TEXT:
Syria:
Assad not Responsible for Ghouta Gas Attack, Says Freed Hostage
Pierre Piccinin
Belgian
hostage held with Italian war reporter Domenico Quirico by Syrian
rebels said captors denied Assad involvement
9
September, 2013
A Belgian
writer held hostage for five months in Syria has said that his own
rebel captors denied that President Bashar al-Assad was responsible
for the Ghouta massacre.
Pierre
Piccinin said that he and fellow hostage Domenico Quirico, an Italian
war reporter, heard their jailers talking about the chemical weapon
attack and saying that Assad was not to blame.
Quirico
confirmed to La Stampa newspaper that they had eavesdropped such a
conversation through a closed door but added that he had no evidence
to substantiate what he heard.
Piccinin
said the captives became desperate when they heard that the US was
planning to launch a punitive attack against the regime over the gas
attack in the Damascus suburb.
"It
wasn't the government of Bashar al-Assad that used sarin gas or any
other gas in Ghouta," Piccinin told Belgian RTL radio after he
was released.

INFORMATION GIVEN:
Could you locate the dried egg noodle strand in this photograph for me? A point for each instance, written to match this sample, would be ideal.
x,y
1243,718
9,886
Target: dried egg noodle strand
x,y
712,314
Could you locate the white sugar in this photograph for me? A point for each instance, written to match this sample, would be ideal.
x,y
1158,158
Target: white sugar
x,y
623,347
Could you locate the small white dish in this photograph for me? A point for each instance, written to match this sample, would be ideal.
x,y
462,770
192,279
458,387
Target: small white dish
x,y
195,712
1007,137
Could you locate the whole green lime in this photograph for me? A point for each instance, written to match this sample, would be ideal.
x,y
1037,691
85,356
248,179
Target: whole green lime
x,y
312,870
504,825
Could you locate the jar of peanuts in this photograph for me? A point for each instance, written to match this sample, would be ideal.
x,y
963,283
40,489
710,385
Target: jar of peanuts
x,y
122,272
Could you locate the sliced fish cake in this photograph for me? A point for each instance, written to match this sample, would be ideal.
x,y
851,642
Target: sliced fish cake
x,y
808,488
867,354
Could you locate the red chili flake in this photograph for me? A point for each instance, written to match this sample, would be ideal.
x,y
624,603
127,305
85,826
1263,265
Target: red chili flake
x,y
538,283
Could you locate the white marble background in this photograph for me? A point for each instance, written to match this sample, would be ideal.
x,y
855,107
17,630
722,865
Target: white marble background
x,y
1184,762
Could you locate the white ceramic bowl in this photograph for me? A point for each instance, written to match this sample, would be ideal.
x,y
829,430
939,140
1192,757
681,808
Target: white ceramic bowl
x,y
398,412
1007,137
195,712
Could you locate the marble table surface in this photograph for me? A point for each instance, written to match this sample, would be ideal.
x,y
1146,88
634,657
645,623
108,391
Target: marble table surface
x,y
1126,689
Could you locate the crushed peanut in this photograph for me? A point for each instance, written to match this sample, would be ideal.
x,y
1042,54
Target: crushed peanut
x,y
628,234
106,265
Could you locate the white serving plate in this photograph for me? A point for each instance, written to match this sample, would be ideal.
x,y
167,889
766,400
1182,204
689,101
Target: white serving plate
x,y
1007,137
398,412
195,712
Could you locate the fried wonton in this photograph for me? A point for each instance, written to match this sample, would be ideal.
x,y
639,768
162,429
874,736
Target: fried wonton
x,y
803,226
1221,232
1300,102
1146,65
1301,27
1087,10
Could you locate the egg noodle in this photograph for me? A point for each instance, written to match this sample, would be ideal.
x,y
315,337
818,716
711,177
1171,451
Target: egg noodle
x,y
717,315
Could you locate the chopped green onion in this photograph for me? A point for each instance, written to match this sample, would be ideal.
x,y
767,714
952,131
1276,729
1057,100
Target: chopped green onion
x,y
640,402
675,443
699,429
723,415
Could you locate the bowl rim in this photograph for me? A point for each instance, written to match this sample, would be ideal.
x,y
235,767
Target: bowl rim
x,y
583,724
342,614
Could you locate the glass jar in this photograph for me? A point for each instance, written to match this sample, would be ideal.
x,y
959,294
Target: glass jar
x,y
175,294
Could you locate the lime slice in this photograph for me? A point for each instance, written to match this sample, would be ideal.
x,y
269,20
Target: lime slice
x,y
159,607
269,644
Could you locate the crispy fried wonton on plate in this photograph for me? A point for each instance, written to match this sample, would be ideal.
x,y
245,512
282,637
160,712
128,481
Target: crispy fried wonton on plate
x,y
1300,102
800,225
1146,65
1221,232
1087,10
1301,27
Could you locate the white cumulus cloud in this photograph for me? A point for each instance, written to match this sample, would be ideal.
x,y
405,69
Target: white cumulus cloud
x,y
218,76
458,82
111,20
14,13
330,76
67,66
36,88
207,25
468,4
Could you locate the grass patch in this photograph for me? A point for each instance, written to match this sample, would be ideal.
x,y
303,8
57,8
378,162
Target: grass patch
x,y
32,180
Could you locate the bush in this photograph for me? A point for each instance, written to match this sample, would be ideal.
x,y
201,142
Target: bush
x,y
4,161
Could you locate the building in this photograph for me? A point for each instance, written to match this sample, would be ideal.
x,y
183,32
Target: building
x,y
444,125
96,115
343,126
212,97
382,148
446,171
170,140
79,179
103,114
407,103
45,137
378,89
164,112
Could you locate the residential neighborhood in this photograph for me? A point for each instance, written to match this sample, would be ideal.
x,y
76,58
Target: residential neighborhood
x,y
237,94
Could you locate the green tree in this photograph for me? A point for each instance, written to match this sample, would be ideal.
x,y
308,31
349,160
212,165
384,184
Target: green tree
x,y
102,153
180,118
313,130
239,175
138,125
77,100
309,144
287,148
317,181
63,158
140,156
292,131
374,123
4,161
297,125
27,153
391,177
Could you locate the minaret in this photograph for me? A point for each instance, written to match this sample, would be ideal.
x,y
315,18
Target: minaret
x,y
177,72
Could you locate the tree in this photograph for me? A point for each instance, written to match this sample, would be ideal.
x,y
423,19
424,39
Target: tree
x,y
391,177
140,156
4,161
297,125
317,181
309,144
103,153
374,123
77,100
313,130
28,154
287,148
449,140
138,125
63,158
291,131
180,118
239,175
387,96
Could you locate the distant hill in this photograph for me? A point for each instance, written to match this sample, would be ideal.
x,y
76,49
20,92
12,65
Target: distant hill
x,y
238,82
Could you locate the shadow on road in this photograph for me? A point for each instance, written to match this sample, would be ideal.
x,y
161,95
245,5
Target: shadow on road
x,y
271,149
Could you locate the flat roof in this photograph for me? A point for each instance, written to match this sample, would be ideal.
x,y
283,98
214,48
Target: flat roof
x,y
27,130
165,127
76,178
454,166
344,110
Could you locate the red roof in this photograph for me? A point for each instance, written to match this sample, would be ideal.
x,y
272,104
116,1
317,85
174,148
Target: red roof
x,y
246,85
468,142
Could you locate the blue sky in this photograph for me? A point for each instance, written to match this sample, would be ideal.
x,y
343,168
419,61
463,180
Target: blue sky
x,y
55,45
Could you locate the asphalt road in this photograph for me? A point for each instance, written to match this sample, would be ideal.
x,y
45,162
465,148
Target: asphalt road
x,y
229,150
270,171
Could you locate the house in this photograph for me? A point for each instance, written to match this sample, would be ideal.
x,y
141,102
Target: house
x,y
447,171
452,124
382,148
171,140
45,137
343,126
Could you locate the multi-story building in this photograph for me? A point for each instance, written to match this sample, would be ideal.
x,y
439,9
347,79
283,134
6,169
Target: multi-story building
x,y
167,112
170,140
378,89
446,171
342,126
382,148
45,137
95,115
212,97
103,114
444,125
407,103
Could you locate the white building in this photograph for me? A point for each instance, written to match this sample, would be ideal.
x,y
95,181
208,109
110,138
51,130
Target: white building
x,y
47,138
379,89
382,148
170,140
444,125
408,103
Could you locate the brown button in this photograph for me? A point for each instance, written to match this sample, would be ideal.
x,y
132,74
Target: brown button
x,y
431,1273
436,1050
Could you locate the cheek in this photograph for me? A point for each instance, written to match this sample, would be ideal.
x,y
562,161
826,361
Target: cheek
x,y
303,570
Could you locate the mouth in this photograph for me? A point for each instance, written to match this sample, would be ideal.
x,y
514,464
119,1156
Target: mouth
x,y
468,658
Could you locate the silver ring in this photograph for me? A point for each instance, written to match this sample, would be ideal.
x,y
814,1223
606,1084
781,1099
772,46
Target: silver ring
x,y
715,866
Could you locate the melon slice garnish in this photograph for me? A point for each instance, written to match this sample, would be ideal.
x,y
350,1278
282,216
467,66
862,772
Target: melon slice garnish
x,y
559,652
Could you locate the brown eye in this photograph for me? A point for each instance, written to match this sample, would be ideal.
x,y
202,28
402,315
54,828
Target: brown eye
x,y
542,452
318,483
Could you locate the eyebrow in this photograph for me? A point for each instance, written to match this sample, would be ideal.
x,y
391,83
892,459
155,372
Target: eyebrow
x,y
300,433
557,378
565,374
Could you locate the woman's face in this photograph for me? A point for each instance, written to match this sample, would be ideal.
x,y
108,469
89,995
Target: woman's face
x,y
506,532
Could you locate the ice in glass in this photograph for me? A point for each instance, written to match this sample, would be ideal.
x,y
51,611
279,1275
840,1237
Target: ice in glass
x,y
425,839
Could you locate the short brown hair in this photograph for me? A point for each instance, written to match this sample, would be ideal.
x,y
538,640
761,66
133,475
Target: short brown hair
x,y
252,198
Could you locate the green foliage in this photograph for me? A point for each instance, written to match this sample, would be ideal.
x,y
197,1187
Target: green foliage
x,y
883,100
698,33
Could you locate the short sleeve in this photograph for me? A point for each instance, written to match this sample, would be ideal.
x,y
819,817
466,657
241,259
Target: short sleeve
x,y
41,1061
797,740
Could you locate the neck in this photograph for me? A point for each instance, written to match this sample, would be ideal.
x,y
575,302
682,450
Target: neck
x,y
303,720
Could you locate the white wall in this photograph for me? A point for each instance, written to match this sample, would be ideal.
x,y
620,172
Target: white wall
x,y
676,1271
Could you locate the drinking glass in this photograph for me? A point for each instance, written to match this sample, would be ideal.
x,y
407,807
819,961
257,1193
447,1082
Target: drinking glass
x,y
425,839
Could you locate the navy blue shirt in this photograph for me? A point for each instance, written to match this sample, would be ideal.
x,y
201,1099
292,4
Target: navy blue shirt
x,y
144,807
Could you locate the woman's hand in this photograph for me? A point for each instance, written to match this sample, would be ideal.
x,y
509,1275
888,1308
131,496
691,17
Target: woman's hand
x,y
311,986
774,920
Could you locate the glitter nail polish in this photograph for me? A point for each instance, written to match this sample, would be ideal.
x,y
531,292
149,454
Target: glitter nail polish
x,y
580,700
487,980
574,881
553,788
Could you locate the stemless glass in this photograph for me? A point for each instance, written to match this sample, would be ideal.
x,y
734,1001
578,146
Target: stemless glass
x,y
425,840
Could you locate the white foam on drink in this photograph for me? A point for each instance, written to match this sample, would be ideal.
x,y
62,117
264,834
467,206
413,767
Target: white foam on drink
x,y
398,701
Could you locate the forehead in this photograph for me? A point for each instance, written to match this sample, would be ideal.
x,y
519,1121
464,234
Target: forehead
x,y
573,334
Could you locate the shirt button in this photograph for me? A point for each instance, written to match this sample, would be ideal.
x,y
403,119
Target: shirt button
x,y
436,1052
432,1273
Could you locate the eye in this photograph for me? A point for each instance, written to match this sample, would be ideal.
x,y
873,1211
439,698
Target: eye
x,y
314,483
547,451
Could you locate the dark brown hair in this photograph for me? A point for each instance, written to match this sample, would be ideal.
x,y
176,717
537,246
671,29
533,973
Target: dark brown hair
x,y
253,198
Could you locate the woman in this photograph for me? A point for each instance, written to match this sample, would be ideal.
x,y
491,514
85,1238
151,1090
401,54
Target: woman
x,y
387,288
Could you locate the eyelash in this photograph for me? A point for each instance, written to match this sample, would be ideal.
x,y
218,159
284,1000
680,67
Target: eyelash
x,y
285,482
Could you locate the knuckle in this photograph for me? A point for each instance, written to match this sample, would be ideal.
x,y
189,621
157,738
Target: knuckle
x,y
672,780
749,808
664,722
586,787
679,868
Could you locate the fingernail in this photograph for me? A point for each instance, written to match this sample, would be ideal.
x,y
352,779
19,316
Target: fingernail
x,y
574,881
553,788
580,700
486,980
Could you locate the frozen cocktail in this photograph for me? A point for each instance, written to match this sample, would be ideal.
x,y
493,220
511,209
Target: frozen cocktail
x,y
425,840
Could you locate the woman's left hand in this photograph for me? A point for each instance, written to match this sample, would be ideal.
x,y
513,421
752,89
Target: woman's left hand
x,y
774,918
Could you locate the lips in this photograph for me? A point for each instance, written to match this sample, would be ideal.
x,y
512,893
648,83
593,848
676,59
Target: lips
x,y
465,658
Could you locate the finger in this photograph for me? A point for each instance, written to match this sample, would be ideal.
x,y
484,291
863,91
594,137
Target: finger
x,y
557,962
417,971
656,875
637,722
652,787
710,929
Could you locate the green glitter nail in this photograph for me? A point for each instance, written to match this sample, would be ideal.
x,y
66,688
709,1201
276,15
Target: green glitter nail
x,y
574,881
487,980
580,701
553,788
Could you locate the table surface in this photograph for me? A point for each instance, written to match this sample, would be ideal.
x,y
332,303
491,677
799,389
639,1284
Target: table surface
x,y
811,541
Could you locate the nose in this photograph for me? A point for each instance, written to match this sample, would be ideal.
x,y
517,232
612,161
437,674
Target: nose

TASK PROMPT:
Continue the news article above about the freed Belgian hostage and the Ghouta gas attack, picking up after its final sentence.

EXERCISE RESULT:
"We
are sure about this because we overheard a conversation between
rebels. It pains me to say it because I've been a fierce supporter of
the Free Syrian Army in its rightful fight for democracy since 2012,"
Piccinin added.
"We
were prisoners, stuck with this information and unable to report it,"
he said.
However,
his fellow prisoner said it would be "madness" to say that
he knew for sure that Assad was not culpable.
"I
do not know if this is true but nothing tells me it is," he
said.
Quirico
said he listened to a Skype conversation between three individuals,
whose names he could not confirm. One identified himself as a Free
Syrian Army general.
The
three contended that insurgents had used gas in Ghouta to trigger
Western intervention.
"I
have no evidence to confirm this theory and I do not know who these
people were or if they are reliable," Quirico said.
"It
is impossible for me to say if this conversation was based on real
events or on rumours and hearsay. It is not my habit to hold true
conversations overheard through a door."
Quirico
said he was treated badly. The Syrian revolution had turned into
something "very dangerous" since he began covering it, he
added.
Piccinin
said for "ethical reasons" he would not release further
details about what he had learnt while in captivity before Quirico
had spoken to the Italian government and his newspaper La Stampa had
made a decision on publishing the story.
Piccinin
said they were taken hostage by members of the Farouq
Brigade.
No official details have been released on who was holding them or how
they were released.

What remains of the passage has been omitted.